Reproduce each of the items below line for line, changing nothing.

━━━━━ Data entries

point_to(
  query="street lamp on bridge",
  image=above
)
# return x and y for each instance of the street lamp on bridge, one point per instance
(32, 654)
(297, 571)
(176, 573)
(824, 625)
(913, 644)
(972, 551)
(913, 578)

━━━━━━━━━━

--- Response to this exercise ---
point_to(
  query="street lamp on bridge",
  image=above
)
# return x and y for each instance of the street lamp on bridge, one point per instance
(32, 654)
(297, 571)
(176, 573)
(824, 625)
(913, 644)
(972, 551)
(913, 578)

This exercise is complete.